Copy each of the entries below word for word, leaving out the pictures.

··· EXERCISE MATERIALS ···

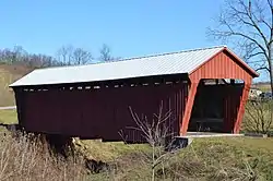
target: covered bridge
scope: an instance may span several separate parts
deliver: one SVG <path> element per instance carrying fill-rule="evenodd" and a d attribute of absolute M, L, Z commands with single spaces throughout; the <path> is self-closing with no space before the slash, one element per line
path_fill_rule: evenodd
<path fill-rule="evenodd" d="M 169 131 L 238 133 L 258 74 L 227 47 L 88 65 L 38 69 L 10 86 L 19 123 L 29 132 L 138 142 L 129 111 L 149 120 L 171 111 Z"/>

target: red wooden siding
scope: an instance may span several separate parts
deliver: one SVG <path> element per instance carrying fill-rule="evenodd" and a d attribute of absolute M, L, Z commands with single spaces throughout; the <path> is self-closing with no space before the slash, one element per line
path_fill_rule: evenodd
<path fill-rule="evenodd" d="M 123 86 L 98 89 L 49 89 L 16 92 L 24 112 L 20 121 L 26 131 L 64 134 L 84 138 L 142 141 L 129 106 L 152 121 L 163 101 L 163 112 L 171 111 L 167 121 L 169 132 L 179 134 L 179 117 L 185 109 L 187 83 Z"/>
<path fill-rule="evenodd" d="M 197 85 L 202 79 L 234 79 L 242 80 L 245 82 L 245 87 L 242 89 L 242 96 L 240 99 L 240 105 L 236 117 L 237 120 L 235 122 L 234 129 L 234 132 L 238 133 L 239 125 L 242 121 L 242 116 L 245 112 L 245 105 L 248 98 L 248 87 L 250 86 L 251 80 L 254 76 L 257 76 L 256 72 L 250 70 L 241 60 L 235 57 L 235 55 L 229 52 L 227 49 L 223 49 L 204 64 L 192 71 L 189 75 L 189 79 L 191 81 L 189 95 L 191 95 L 191 97 L 189 97 L 187 101 L 186 113 L 181 120 L 180 134 L 186 135 L 187 133 L 192 106 L 197 94 Z"/>

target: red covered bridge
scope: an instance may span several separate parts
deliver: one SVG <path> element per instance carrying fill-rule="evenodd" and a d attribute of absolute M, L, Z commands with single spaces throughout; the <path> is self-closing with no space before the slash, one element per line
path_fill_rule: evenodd
<path fill-rule="evenodd" d="M 38 69 L 10 86 L 29 132 L 138 142 L 129 107 L 152 120 L 164 102 L 176 135 L 238 133 L 258 74 L 226 47 L 88 65 Z"/>

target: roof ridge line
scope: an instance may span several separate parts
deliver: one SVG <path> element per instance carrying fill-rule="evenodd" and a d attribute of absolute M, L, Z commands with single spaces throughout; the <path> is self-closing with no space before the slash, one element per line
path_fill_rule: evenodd
<path fill-rule="evenodd" d="M 171 51 L 171 52 L 162 52 L 162 53 L 154 53 L 154 55 L 140 56 L 140 57 L 131 57 L 131 58 L 118 59 L 118 60 L 112 60 L 112 61 L 94 62 L 94 63 L 90 63 L 90 64 L 60 65 L 60 67 L 51 67 L 51 68 L 40 68 L 40 69 L 36 69 L 36 70 L 88 67 L 88 65 L 94 65 L 94 64 L 114 63 L 114 62 L 121 62 L 121 61 L 138 60 L 138 59 L 143 59 L 143 58 L 168 56 L 168 55 L 176 55 L 176 53 L 181 53 L 181 52 L 191 52 L 191 51 L 200 51 L 200 50 L 207 50 L 207 49 L 214 49 L 214 48 L 226 48 L 226 47 L 227 47 L 226 45 L 218 45 L 218 46 L 212 46 L 212 47 L 205 47 L 205 48 L 191 48 L 191 49 L 186 49 L 186 50 Z M 34 70 L 34 71 L 36 71 L 36 70 Z"/>

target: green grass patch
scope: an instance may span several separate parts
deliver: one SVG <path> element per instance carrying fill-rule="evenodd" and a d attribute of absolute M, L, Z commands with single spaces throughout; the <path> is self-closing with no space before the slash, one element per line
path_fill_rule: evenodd
<path fill-rule="evenodd" d="M 17 123 L 17 113 L 15 109 L 0 110 L 0 123 L 14 124 Z"/>
<path fill-rule="evenodd" d="M 86 142 L 91 155 L 99 154 L 117 166 L 115 170 L 91 174 L 91 180 L 151 179 L 151 147 L 147 145 Z M 156 169 L 156 180 L 272 179 L 273 138 L 195 138 Z"/>

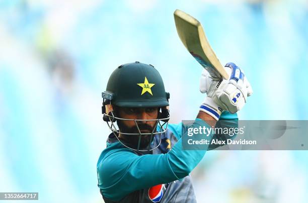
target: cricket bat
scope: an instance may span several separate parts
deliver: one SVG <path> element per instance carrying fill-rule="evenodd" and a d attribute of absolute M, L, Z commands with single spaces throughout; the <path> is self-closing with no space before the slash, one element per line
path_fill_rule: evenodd
<path fill-rule="evenodd" d="M 229 75 L 212 49 L 201 24 L 193 17 L 177 9 L 174 20 L 178 34 L 187 50 L 215 79 Z"/>

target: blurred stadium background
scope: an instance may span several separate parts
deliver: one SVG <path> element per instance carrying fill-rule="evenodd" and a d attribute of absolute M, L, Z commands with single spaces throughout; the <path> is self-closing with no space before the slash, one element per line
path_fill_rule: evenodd
<path fill-rule="evenodd" d="M 176 9 L 201 22 L 223 64 L 245 70 L 254 94 L 241 119 L 308 119 L 306 0 L 1 0 L 0 191 L 102 201 L 101 93 L 121 64 L 160 71 L 171 123 L 195 118 L 202 68 L 178 37 Z M 306 202 L 307 155 L 208 152 L 192 174 L 198 202 Z"/>

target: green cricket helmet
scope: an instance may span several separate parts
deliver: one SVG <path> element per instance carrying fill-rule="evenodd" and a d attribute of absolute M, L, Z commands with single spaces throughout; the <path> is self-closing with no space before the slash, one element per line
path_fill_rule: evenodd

···

§ **SOLUTION TO THE PROBLEM**
target: covered bridge
scope: an instance may span several separate parts
deliver: one SVG <path> element per instance carrying fill-rule="evenodd" and a d attribute of absolute M, L, Z commands with single spaces throughout; the <path> is self-closing with no space before the slash, one element per line
path_fill_rule: evenodd
<path fill-rule="evenodd" d="M 169 131 L 238 133 L 258 74 L 227 47 L 88 65 L 38 69 L 10 86 L 19 123 L 29 132 L 138 142 L 129 111 L 149 120 L 171 111 Z"/>

target: red wooden siding
scope: an instance may span several separate parts
deliver: one SVG <path> element per instance carrying fill-rule="evenodd" and a d attribute of absolute M, L, Z commands with single spaces throughout; the <path> is self-closing with no space before the slash, one element per line
path_fill_rule: evenodd
<path fill-rule="evenodd" d="M 123 86 L 98 89 L 49 89 L 16 92 L 24 112 L 20 121 L 26 131 L 64 134 L 84 138 L 142 141 L 129 106 L 152 121 L 163 101 L 163 112 L 171 111 L 167 121 L 169 132 L 179 134 L 179 117 L 185 109 L 187 83 Z"/>
<path fill-rule="evenodd" d="M 197 85 L 202 79 L 234 79 L 242 80 L 245 82 L 245 87 L 242 89 L 242 96 L 240 99 L 240 105 L 236 117 L 237 120 L 235 122 L 234 129 L 234 132 L 238 133 L 239 125 L 242 121 L 242 116 L 245 112 L 245 105 L 248 98 L 248 87 L 250 86 L 251 80 L 254 76 L 257 76 L 256 72 L 250 70 L 241 60 L 235 57 L 235 55 L 229 52 L 227 49 L 223 49 L 204 64 L 192 71 L 189 75 L 189 79 L 191 81 L 189 95 L 191 95 L 191 97 L 189 97 L 187 101 L 186 113 L 181 120 L 180 134 L 186 135 L 187 133 L 192 106 L 197 94 Z"/>

target: red covered bridge
scope: an instance may span several separate parts
deliver: one SVG <path> element per instance carrying fill-rule="evenodd" and a d attribute of absolute M, L, Z commands with single spaces throughout; the <path> is self-closing with no space before the slash, one element per line
path_fill_rule: evenodd
<path fill-rule="evenodd" d="M 38 69 L 10 86 L 29 132 L 138 142 L 129 107 L 152 120 L 164 102 L 176 135 L 238 133 L 258 74 L 226 47 L 88 65 Z"/>

target: roof ridge line
scope: an instance may span several separate parts
deliver: one SVG <path> element per instance carrying fill-rule="evenodd" and a d attribute of absolute M, L, Z commands with single spaces throughout; the <path> is self-closing with no space before the slash, one element per line
path_fill_rule: evenodd
<path fill-rule="evenodd" d="M 171 51 L 171 52 L 162 52 L 162 53 L 154 53 L 154 55 L 140 56 L 140 57 L 131 57 L 131 58 L 118 59 L 118 60 L 112 60 L 112 61 L 94 62 L 94 63 L 90 63 L 90 64 L 60 65 L 60 67 L 51 67 L 51 68 L 40 68 L 40 69 L 36 69 L 36 70 L 88 67 L 88 65 L 94 65 L 94 64 L 114 63 L 114 62 L 121 62 L 121 61 L 138 60 L 138 59 L 143 59 L 143 58 L 168 56 L 168 55 L 176 55 L 176 53 L 181 53 L 181 52 L 191 52 L 191 51 L 200 51 L 200 50 L 207 50 L 207 49 L 214 49 L 214 48 L 226 48 L 226 47 L 227 47 L 226 45 L 218 45 L 218 46 L 212 46 L 212 47 L 205 47 L 205 48 L 191 48 L 191 49 L 186 49 L 186 50 Z M 34 70 L 34 71 L 36 71 L 36 70 Z"/>

target: green grass patch
scope: an instance may span several separate parts
deliver: one SVG <path> element per instance carrying fill-rule="evenodd" and a d attribute of absolute M, L, Z commands with single spaces throughout; the <path> is self-closing with no space before the slash, one element per line
path_fill_rule: evenodd
<path fill-rule="evenodd" d="M 17 123 L 17 113 L 15 109 L 0 110 L 0 123 L 14 124 Z"/>
<path fill-rule="evenodd" d="M 86 142 L 91 155 L 99 154 L 117 166 L 115 170 L 91 174 L 91 180 L 151 179 L 151 147 L 147 145 Z M 156 169 L 156 180 L 272 179 L 273 138 L 195 138 Z"/>

target: cricket bat
scope: an instance may span several separate parts
deliver: one SVG <path> element per instance carrying fill-rule="evenodd" and a d attribute of absolute M, L, Z commands with single spaces throughout; the <path> is self-closing with no space before the slash, one element per line
path_fill_rule: evenodd
<path fill-rule="evenodd" d="M 229 75 L 212 49 L 201 24 L 193 17 L 177 9 L 174 20 L 178 34 L 187 50 L 215 79 Z"/>

target: blurred stadium background
scope: an instance may span several separate parts
deliver: one SVG <path> element per instance carrying fill-rule="evenodd" and a d attribute of absolute M, L, Z commands with single spaces throughout; the <path> is self-closing with no space before the slash, one element per line
path_fill_rule: evenodd
<path fill-rule="evenodd" d="M 176 9 L 201 22 L 223 64 L 245 70 L 254 94 L 241 119 L 308 119 L 306 0 L 1 0 L 0 191 L 102 201 L 101 93 L 121 64 L 160 71 L 171 123 L 195 118 L 202 68 L 178 37 Z M 306 202 L 307 155 L 208 152 L 192 174 L 198 202 Z"/>

target: green cricket helmet
scope: an instance may span several separate parts
deliver: one SVG <path> element per instance carrying fill-rule="evenodd" and a d attribute of absolute M, L, Z commands with single spaces throughout; the <path> is self-closing with no space before the slash, one element per line
path_fill_rule: evenodd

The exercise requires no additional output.